[Collection entries]
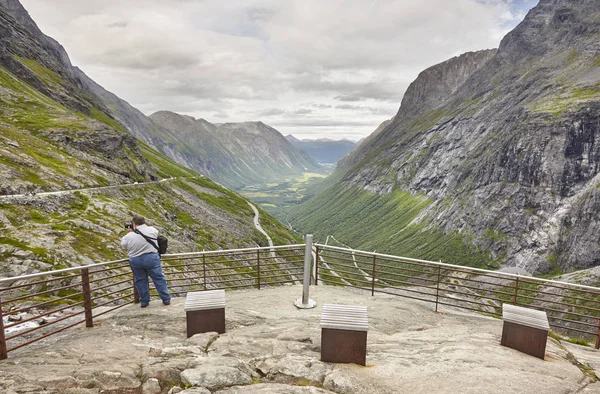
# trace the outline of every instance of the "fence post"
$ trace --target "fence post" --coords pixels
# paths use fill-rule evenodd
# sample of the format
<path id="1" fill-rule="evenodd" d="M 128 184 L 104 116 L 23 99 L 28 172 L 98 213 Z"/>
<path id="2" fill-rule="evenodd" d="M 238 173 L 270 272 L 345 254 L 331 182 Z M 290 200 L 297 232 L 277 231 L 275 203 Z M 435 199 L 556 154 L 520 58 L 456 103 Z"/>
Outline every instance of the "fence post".
<path id="1" fill-rule="evenodd" d="M 202 255 L 202 277 L 204 279 L 204 290 L 206 290 L 206 255 Z"/>
<path id="2" fill-rule="evenodd" d="M 135 287 L 135 276 L 133 277 L 131 282 L 133 283 L 133 303 L 139 304 L 140 303 L 140 293 L 138 293 L 137 287 Z"/>
<path id="3" fill-rule="evenodd" d="M 304 284 L 302 286 L 302 298 L 294 301 L 294 305 L 300 309 L 311 309 L 317 306 L 317 303 L 310 299 L 310 261 L 312 260 L 312 234 L 306 234 L 304 245 Z"/>
<path id="4" fill-rule="evenodd" d="M 517 292 L 519 291 L 519 276 L 517 274 L 517 280 L 515 281 L 515 294 L 513 295 L 513 305 L 517 305 Z"/>
<path id="5" fill-rule="evenodd" d="M 256 282 L 260 290 L 260 249 L 256 249 Z"/>
<path id="6" fill-rule="evenodd" d="M 315 286 L 319 285 L 319 245 L 315 245 Z"/>
<path id="7" fill-rule="evenodd" d="M 81 287 L 83 287 L 83 308 L 85 309 L 85 326 L 94 327 L 92 315 L 92 292 L 90 291 L 89 269 L 81 270 Z"/>
<path id="8" fill-rule="evenodd" d="M 371 297 L 375 296 L 375 259 L 377 256 L 373 255 L 373 274 L 371 275 Z"/>
<path id="9" fill-rule="evenodd" d="M 0 360 L 8 358 L 6 337 L 4 336 L 4 314 L 2 313 L 2 300 L 0 300 Z"/>
<path id="10" fill-rule="evenodd" d="M 440 277 L 442 275 L 442 266 L 438 265 L 438 280 L 435 289 L 435 311 L 437 312 L 438 301 L 440 298 Z"/>

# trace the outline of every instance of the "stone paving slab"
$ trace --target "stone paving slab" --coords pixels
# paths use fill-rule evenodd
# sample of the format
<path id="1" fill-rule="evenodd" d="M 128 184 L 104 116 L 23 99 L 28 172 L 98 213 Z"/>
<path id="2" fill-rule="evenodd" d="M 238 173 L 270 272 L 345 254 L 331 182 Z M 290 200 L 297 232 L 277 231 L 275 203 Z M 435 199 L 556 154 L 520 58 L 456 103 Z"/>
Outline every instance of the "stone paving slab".
<path id="1" fill-rule="evenodd" d="M 301 294 L 301 286 L 227 292 L 227 332 L 189 339 L 183 298 L 170 306 L 124 307 L 94 328 L 76 327 L 11 353 L 0 362 L 0 392 L 144 394 L 158 387 L 174 394 L 195 384 L 188 389 L 600 393 L 593 378 L 600 355 L 589 347 L 549 339 L 540 360 L 501 346 L 499 319 L 452 309 L 435 313 L 431 303 L 328 286 L 311 287 L 317 307 L 300 310 L 293 302 Z M 368 307 L 366 366 L 320 361 L 324 303 Z M 231 382 L 217 376 L 224 370 Z"/>

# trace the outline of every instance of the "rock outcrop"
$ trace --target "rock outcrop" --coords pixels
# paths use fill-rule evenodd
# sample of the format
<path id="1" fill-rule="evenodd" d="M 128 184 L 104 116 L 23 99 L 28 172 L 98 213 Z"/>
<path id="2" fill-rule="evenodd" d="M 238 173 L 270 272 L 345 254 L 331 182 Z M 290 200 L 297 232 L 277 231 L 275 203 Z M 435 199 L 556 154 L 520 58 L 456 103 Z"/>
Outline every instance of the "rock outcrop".
<path id="1" fill-rule="evenodd" d="M 598 353 L 549 338 L 545 360 L 500 345 L 502 322 L 390 295 L 318 286 L 227 293 L 224 334 L 186 339 L 183 300 L 130 306 L 0 362 L 22 393 L 397 394 L 598 392 Z M 323 303 L 368 307 L 367 365 L 320 361 Z M 185 389 L 185 390 L 184 390 Z"/>
<path id="2" fill-rule="evenodd" d="M 262 122 L 214 125 L 204 119 L 160 111 L 150 119 L 172 136 L 155 146 L 184 164 L 232 188 L 264 184 L 316 171 L 318 164 Z"/>
<path id="3" fill-rule="evenodd" d="M 541 0 L 497 51 L 421 73 L 394 121 L 340 161 L 335 196 L 357 188 L 426 200 L 408 226 L 388 223 L 399 227 L 391 242 L 421 226 L 529 272 L 600 264 L 599 15 L 597 1 Z M 367 247 L 336 233 L 350 219 L 327 218 L 335 196 L 317 196 L 292 223 L 313 231 L 302 216 L 321 215 L 315 232 Z M 423 233 L 413 233 L 419 244 Z M 420 257 L 414 247 L 387 252 Z M 449 252 L 436 257 L 465 256 Z"/>

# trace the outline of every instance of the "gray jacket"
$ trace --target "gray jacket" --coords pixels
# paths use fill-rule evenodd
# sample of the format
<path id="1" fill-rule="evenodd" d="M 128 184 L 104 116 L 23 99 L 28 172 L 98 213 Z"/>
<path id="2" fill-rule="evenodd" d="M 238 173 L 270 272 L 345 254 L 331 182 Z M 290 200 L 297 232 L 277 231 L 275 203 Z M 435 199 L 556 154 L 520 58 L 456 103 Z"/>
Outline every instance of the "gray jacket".
<path id="1" fill-rule="evenodd" d="M 156 237 L 158 237 L 158 230 L 152 226 L 146 226 L 142 224 L 141 226 L 137 226 L 137 230 L 144 234 L 146 237 L 153 238 L 152 241 L 158 246 L 156 242 Z M 144 237 L 139 234 L 132 232 L 127 233 L 123 238 L 121 238 L 121 246 L 127 248 L 127 255 L 129 257 L 141 256 L 146 253 L 158 253 L 156 248 Z"/>

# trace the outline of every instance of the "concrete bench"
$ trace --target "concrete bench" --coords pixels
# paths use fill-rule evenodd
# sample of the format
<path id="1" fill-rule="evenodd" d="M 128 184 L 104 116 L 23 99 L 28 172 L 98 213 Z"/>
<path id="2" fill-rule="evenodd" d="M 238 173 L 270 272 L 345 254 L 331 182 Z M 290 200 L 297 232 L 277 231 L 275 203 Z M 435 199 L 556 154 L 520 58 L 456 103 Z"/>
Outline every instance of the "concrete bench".
<path id="1" fill-rule="evenodd" d="M 183 309 L 188 338 L 203 332 L 225 332 L 225 290 L 189 292 Z"/>
<path id="2" fill-rule="evenodd" d="M 544 359 L 550 330 L 546 312 L 503 304 L 502 320 L 501 345 Z"/>
<path id="3" fill-rule="evenodd" d="M 321 361 L 365 365 L 368 329 L 366 306 L 324 304 Z"/>

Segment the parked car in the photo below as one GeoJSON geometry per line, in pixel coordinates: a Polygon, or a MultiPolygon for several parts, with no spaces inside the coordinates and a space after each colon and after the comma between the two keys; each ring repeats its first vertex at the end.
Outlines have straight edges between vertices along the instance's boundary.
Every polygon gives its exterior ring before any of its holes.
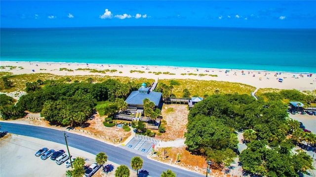
{"type": "Polygon", "coordinates": [[[313,112],[312,111],[310,111],[309,110],[306,110],[305,112],[308,115],[313,115],[313,112]]]}
{"type": "Polygon", "coordinates": [[[37,157],[39,157],[42,154],[44,153],[47,150],[48,150],[48,148],[47,147],[42,148],[41,149],[39,150],[38,151],[36,152],[36,153],[35,153],[35,156],[37,157]]]}
{"type": "Polygon", "coordinates": [[[58,165],[61,165],[68,159],[69,159],[69,156],[66,154],[63,154],[56,159],[56,163],[58,165]]]}
{"type": "Polygon", "coordinates": [[[92,164],[86,170],[84,173],[84,175],[87,177],[92,176],[96,171],[100,169],[101,165],[97,165],[95,163],[92,164]]]}
{"type": "Polygon", "coordinates": [[[290,109],[290,113],[291,113],[292,114],[295,114],[296,112],[295,112],[295,110],[293,109],[290,109]]]}
{"type": "MultiPolygon", "coordinates": [[[[71,161],[72,162],[72,163],[74,163],[75,159],[75,158],[71,159],[71,161]]],[[[66,166],[66,168],[68,168],[71,166],[71,164],[70,163],[70,159],[68,159],[68,160],[66,161],[66,162],[65,163],[65,166],[66,166]]]]}
{"type": "Polygon", "coordinates": [[[58,157],[60,156],[62,154],[64,154],[65,151],[64,150],[59,150],[58,151],[55,152],[53,155],[50,156],[50,159],[52,160],[56,160],[58,157]]]}
{"type": "Polygon", "coordinates": [[[40,156],[40,158],[41,160],[46,160],[48,158],[48,157],[50,157],[53,154],[55,153],[55,150],[50,149],[48,151],[46,151],[43,155],[40,156]]]}
{"type": "Polygon", "coordinates": [[[307,129],[303,129],[303,131],[304,131],[304,132],[305,132],[311,133],[311,131],[309,131],[309,130],[307,130],[307,129]]]}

Problem:
Transcribe the material word for word from its beginning through the line containing "440 277 L 442", with both ends included. Leave the pictures out of your copy.

Task answer:
# trace the outline of every instance of the "fence post"
$ trace --target "fence post" --coords pixels
# paths use fill-rule evenodd
# sample of the format
<path id="1" fill-rule="evenodd" d="M 128 184 L 104 116 L 23 99 L 28 172 L 98 213 Z"/>
<path id="2" fill-rule="evenodd" d="M 238 173 L 270 272 L 345 254 L 331 182 Z M 290 200 L 297 232 L 277 231 L 275 203 Z M 435 199 L 556 154 L 520 58 L 456 103 Z"/>
Outline every instance of the "fence post".
<path id="1" fill-rule="evenodd" d="M 202 255 L 202 277 L 204 279 L 204 290 L 206 290 L 206 255 Z"/>
<path id="2" fill-rule="evenodd" d="M 135 287 L 135 276 L 133 277 L 131 282 L 133 283 L 133 303 L 139 304 L 140 303 L 140 293 L 138 293 L 137 287 Z"/>
<path id="3" fill-rule="evenodd" d="M 304 284 L 302 286 L 302 298 L 294 301 L 294 305 L 300 309 L 311 309 L 317 306 L 317 303 L 310 299 L 310 261 L 312 260 L 312 234 L 306 234 L 304 245 Z"/>
<path id="4" fill-rule="evenodd" d="M 517 292 L 519 291 L 519 276 L 517 274 L 517 280 L 515 281 L 515 294 L 513 295 L 513 305 L 517 305 Z"/>
<path id="5" fill-rule="evenodd" d="M 256 282 L 260 290 L 260 249 L 256 249 Z"/>
<path id="6" fill-rule="evenodd" d="M 315 286 L 319 285 L 319 245 L 315 245 Z"/>
<path id="7" fill-rule="evenodd" d="M 81 287 L 83 287 L 83 308 L 85 309 L 85 326 L 94 327 L 92 315 L 92 292 L 90 291 L 89 269 L 81 270 Z"/>
<path id="8" fill-rule="evenodd" d="M 371 297 L 375 296 L 375 259 L 377 256 L 373 255 L 373 274 L 371 275 Z"/>
<path id="9" fill-rule="evenodd" d="M 0 360 L 8 358 L 6 337 L 4 336 L 4 314 L 2 313 L 2 300 L 0 300 Z"/>
<path id="10" fill-rule="evenodd" d="M 440 277 L 442 275 L 442 266 L 438 265 L 438 280 L 435 289 L 435 311 L 437 312 L 438 301 L 440 298 Z"/>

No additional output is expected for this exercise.